What you are asked to do:
Report how many lines below contain the word "blue", and give only that number.
|---|
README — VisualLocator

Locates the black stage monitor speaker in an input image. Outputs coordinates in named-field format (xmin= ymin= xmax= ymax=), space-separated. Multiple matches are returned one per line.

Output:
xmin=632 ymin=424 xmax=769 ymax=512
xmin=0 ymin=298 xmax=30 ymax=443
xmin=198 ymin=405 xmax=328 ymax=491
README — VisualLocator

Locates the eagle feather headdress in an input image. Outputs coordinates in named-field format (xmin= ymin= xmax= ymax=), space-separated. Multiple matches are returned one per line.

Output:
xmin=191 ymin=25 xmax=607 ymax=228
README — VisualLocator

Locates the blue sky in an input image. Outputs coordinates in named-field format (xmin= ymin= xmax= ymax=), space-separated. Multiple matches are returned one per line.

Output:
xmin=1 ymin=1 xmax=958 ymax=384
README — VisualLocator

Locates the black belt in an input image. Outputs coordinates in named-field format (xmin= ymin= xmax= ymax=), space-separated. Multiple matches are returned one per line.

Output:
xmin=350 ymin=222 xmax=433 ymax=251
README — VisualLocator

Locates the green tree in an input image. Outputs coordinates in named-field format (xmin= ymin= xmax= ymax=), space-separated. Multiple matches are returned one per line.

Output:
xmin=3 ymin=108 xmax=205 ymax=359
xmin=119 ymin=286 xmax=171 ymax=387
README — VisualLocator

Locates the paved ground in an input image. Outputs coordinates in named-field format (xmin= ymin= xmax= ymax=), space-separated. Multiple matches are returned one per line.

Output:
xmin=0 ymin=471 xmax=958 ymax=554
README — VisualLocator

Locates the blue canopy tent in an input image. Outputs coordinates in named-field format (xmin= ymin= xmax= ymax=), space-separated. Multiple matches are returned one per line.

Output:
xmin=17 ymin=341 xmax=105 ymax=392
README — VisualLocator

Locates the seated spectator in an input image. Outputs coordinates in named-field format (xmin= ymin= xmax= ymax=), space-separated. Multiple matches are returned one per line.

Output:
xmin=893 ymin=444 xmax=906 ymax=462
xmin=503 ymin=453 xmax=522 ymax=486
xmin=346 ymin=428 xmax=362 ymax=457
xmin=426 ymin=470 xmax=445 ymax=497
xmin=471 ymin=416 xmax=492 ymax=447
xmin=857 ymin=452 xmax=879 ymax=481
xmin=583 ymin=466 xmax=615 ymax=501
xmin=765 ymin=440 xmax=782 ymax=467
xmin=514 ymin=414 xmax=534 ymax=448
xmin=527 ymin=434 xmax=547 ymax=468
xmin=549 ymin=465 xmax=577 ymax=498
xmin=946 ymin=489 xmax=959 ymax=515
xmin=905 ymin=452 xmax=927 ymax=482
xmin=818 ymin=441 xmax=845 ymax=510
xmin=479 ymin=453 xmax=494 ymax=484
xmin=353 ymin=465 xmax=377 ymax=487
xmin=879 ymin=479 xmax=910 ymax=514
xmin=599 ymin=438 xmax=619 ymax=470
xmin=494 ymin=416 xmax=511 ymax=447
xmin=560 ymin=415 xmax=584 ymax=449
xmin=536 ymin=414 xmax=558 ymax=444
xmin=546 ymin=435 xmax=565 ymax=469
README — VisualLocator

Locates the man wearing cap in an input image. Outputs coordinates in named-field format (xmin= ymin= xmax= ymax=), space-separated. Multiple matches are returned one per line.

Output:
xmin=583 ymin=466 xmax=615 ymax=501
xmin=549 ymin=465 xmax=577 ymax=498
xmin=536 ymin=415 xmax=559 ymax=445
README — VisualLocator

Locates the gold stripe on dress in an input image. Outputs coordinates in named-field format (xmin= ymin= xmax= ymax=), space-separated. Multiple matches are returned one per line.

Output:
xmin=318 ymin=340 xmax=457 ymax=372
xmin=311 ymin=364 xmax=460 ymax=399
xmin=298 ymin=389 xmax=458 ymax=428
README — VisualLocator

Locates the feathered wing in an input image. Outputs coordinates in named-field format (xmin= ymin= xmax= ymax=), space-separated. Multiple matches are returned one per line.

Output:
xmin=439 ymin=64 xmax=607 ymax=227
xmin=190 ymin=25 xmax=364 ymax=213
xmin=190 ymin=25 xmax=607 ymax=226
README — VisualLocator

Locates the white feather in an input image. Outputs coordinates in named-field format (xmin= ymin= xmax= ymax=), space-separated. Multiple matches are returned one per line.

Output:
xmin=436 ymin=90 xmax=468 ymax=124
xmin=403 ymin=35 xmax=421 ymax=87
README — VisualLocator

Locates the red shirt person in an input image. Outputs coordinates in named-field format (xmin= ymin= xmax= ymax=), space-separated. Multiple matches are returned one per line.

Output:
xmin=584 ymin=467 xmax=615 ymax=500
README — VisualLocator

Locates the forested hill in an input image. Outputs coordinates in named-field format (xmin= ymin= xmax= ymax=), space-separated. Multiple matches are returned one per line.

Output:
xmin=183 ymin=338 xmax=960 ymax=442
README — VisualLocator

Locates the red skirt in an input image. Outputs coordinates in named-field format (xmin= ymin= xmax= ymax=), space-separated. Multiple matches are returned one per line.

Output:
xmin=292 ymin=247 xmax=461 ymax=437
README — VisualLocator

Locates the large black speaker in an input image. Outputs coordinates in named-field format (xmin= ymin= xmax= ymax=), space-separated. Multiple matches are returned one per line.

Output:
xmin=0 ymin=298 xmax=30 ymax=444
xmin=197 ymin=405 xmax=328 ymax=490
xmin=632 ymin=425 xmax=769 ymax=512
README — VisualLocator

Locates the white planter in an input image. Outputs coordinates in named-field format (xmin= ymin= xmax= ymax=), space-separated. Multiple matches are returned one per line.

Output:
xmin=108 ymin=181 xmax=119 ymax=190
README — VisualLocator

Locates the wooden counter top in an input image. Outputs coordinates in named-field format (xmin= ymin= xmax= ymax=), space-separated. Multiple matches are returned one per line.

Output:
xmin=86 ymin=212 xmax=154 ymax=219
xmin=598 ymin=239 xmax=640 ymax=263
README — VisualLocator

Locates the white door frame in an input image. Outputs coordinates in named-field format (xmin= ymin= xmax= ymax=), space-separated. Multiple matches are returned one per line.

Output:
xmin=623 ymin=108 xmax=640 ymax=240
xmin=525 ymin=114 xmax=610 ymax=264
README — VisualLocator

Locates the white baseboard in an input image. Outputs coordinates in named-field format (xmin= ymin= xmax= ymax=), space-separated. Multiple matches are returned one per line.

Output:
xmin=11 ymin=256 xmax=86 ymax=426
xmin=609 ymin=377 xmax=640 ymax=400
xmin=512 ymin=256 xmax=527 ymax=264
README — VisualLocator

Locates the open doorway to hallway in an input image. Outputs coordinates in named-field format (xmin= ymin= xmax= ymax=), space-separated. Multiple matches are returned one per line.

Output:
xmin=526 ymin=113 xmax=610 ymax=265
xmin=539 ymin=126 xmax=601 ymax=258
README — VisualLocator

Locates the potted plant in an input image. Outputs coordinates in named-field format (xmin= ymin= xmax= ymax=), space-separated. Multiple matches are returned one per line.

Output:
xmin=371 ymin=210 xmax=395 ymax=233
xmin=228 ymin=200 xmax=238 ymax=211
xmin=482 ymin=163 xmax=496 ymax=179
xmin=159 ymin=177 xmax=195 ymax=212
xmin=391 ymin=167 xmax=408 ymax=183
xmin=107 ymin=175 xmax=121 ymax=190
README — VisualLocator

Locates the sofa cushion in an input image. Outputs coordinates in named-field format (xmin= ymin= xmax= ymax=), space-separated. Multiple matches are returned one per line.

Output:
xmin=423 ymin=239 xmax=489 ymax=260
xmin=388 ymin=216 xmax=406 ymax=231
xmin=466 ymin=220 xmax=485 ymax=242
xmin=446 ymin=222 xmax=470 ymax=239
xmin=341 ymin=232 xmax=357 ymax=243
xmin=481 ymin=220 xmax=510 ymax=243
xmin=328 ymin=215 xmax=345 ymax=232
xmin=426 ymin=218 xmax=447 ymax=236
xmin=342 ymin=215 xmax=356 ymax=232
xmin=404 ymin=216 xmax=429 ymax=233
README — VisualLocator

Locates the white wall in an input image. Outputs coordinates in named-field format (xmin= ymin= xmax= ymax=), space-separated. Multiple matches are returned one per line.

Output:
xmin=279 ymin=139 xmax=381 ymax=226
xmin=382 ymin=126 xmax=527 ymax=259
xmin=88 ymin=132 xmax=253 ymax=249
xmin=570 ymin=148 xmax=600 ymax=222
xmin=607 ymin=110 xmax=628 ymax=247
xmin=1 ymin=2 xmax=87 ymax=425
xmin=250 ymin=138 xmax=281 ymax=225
|---|
Solution to this task:
2